# JOB
Copy the data verbatim, starting with the line that contains "Each instance of the wooden" and continuing through the last line of the data. Leave out every line before that one.

========

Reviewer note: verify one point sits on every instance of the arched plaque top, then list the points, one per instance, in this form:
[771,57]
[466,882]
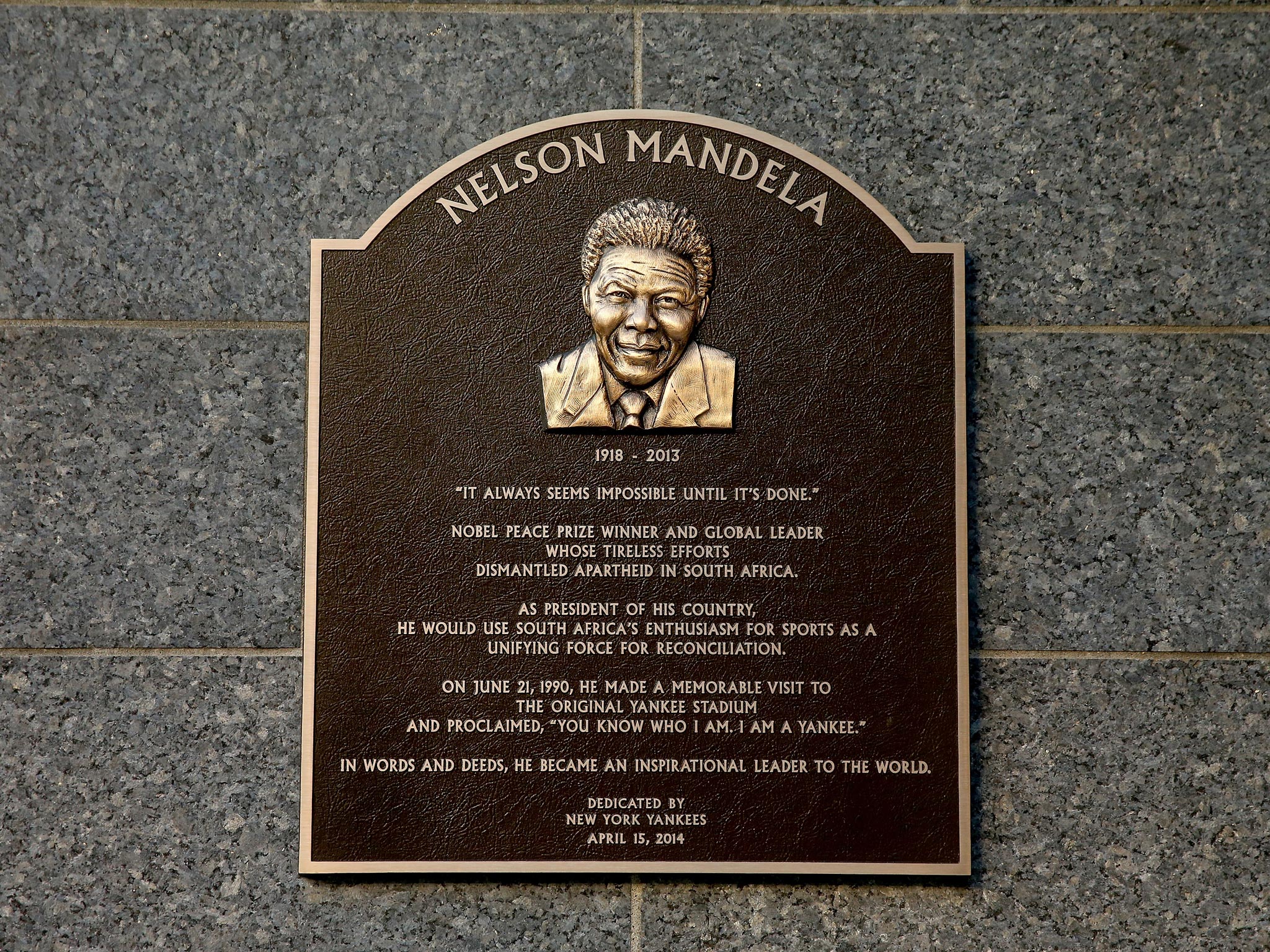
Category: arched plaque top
[493,145]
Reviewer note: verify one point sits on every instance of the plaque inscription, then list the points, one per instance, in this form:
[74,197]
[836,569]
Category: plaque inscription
[636,524]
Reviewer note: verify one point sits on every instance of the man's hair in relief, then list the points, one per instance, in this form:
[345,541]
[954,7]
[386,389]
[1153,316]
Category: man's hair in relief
[652,224]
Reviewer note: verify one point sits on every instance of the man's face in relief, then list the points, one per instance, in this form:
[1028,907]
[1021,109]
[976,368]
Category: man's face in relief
[643,305]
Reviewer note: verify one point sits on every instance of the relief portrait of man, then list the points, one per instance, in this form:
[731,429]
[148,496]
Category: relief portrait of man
[647,268]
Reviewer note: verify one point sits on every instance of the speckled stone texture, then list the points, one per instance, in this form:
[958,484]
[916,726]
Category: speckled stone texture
[1100,169]
[174,164]
[154,804]
[1119,806]
[1121,491]
[153,487]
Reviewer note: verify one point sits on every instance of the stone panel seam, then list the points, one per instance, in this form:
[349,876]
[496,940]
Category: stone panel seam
[530,8]
[637,913]
[150,324]
[948,11]
[638,65]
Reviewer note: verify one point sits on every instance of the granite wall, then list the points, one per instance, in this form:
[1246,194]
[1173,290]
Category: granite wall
[163,168]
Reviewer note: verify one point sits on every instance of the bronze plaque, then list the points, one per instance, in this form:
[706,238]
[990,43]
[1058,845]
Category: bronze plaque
[637,530]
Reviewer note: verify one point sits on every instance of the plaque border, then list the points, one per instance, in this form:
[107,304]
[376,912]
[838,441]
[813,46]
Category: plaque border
[313,421]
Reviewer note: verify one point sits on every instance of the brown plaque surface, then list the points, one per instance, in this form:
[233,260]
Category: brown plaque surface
[636,531]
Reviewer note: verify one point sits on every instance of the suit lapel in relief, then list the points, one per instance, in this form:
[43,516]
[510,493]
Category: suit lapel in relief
[686,397]
[586,403]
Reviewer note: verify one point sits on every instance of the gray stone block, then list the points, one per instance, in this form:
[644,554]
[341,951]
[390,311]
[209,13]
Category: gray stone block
[1119,805]
[174,164]
[153,487]
[1119,488]
[154,804]
[1100,169]
[1121,491]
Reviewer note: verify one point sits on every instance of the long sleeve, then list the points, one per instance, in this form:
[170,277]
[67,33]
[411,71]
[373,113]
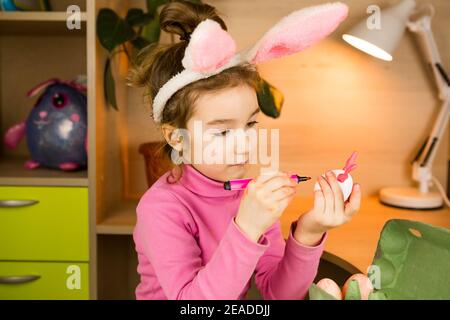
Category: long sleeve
[287,268]
[168,240]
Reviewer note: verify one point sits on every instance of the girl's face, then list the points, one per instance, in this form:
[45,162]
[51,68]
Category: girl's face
[220,131]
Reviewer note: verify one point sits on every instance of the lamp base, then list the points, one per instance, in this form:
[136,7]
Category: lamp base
[411,198]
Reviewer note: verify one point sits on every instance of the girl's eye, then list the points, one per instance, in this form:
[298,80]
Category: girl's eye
[252,124]
[222,133]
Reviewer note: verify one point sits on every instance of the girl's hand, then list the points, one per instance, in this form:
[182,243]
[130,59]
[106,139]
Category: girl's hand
[330,210]
[263,203]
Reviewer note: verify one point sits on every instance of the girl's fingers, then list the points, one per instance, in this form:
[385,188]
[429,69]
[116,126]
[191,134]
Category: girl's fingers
[337,192]
[282,193]
[354,202]
[328,194]
[319,201]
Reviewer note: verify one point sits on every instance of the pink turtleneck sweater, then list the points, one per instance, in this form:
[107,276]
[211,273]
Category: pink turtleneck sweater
[189,246]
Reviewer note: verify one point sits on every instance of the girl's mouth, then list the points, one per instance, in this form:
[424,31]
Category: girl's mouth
[41,122]
[239,164]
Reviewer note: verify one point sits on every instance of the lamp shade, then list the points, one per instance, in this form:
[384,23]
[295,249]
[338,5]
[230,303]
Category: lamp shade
[381,42]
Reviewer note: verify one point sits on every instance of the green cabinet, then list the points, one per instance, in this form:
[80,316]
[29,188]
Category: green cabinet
[44,242]
[44,280]
[44,223]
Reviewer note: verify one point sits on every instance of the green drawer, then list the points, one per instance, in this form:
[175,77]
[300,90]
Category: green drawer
[44,280]
[53,227]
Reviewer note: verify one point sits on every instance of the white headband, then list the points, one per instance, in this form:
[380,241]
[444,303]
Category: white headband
[212,50]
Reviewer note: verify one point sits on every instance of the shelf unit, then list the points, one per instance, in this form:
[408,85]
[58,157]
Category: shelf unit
[34,47]
[38,23]
[48,49]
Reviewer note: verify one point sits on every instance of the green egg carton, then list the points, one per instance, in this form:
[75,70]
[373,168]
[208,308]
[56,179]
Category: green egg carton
[412,260]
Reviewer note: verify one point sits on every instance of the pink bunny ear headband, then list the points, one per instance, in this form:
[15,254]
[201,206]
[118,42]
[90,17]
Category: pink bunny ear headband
[212,50]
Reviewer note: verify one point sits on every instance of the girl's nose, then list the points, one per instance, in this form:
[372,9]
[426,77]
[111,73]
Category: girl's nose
[43,114]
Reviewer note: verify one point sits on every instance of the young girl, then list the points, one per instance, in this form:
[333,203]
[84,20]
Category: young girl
[194,239]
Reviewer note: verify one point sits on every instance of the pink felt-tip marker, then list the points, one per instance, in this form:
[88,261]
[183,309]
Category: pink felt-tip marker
[241,184]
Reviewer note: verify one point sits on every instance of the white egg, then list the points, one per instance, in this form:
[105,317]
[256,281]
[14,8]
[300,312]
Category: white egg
[346,186]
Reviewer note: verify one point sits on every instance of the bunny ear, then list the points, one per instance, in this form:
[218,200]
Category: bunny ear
[298,31]
[41,87]
[210,47]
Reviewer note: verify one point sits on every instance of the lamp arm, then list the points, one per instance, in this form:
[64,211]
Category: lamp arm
[422,27]
[422,164]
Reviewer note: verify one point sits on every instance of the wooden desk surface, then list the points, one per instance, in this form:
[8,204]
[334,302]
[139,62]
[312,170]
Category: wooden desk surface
[356,241]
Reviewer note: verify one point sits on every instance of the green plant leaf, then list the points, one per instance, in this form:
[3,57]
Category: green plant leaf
[151,32]
[109,85]
[270,99]
[152,6]
[112,30]
[353,292]
[139,43]
[377,295]
[137,18]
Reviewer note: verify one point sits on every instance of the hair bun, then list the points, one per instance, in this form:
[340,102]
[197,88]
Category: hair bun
[181,17]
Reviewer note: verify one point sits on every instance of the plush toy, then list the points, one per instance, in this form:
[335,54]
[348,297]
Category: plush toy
[56,127]
[25,5]
[345,180]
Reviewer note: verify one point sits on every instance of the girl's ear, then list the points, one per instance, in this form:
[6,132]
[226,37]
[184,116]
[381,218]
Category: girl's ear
[171,136]
[210,47]
[298,31]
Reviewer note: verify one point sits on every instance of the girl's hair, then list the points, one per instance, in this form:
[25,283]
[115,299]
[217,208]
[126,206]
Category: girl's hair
[157,63]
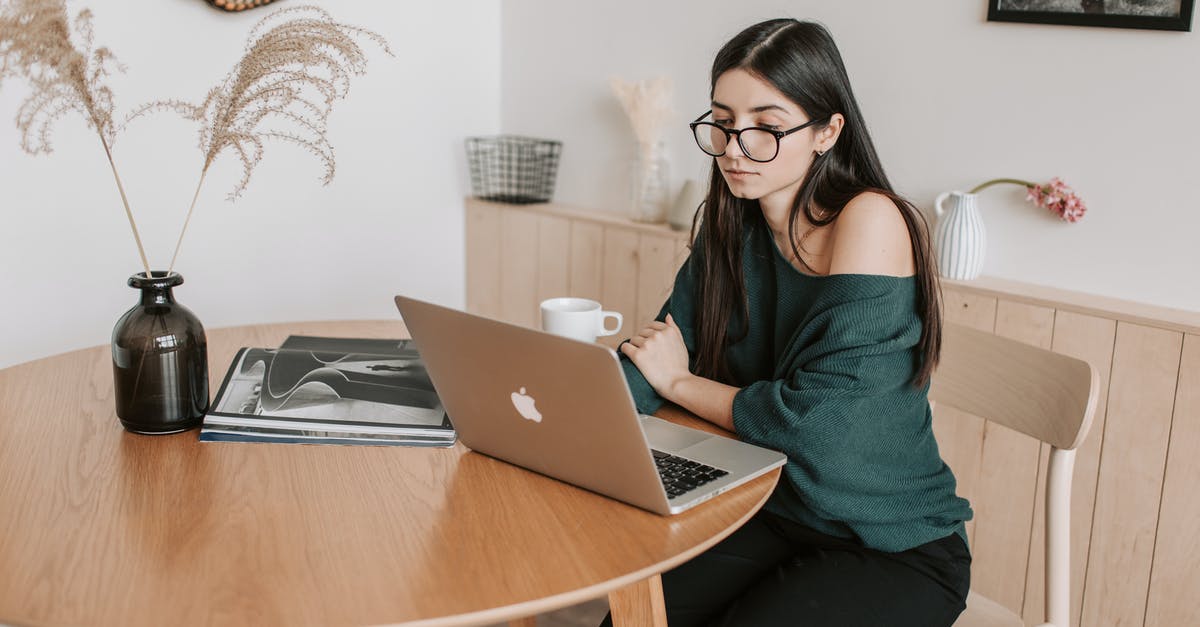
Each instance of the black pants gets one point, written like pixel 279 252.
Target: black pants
pixel 775 572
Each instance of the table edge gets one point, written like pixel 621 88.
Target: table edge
pixel 532 608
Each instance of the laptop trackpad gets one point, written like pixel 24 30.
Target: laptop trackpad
pixel 670 437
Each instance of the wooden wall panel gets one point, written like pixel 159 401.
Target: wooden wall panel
pixel 655 263
pixel 1007 484
pixel 1133 455
pixel 1133 513
pixel 1175 581
pixel 959 434
pixel 1091 339
pixel 483 222
pixel 621 279
pixel 587 260
pixel 553 257
pixel 519 267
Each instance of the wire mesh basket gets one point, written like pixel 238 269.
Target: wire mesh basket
pixel 511 168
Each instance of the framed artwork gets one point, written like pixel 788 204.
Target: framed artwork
pixel 1157 15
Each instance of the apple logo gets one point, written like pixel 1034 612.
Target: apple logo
pixel 523 404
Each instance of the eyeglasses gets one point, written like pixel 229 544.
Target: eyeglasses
pixel 757 144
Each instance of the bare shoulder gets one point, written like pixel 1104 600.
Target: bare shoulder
pixel 871 237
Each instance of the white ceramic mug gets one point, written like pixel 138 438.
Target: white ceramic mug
pixel 579 318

========

# THE OUTPUT
Each instance of the wooden wall panel gets one point, written like pixel 159 401.
Target: wooden wall panel
pixel 655 263
pixel 1007 484
pixel 1133 455
pixel 1133 513
pixel 1175 581
pixel 959 434
pixel 1091 339
pixel 483 222
pixel 621 279
pixel 587 260
pixel 553 257
pixel 519 267
Each instance of the wire mesh basket gets one point, written like pixel 238 269.
Target: wire mesh basket
pixel 511 168
Each instance of the framed artwork gets one point, written like pixel 788 204.
Target: framed artwork
pixel 1157 15
Each instance of the apple logo gets one point, written like pixel 1034 612.
Target: apple logo
pixel 523 404
Each instance of the eyeglasses gets one point, written like pixel 229 544.
Target: eyeglasses
pixel 757 144
Each instance of the bare shoulder gets one point, written like pixel 1104 600.
Target: bare shoulder
pixel 871 237
Each instance of the white ceramic mug gets one point, written like pixel 138 438.
Target: white ceramic mug
pixel 579 318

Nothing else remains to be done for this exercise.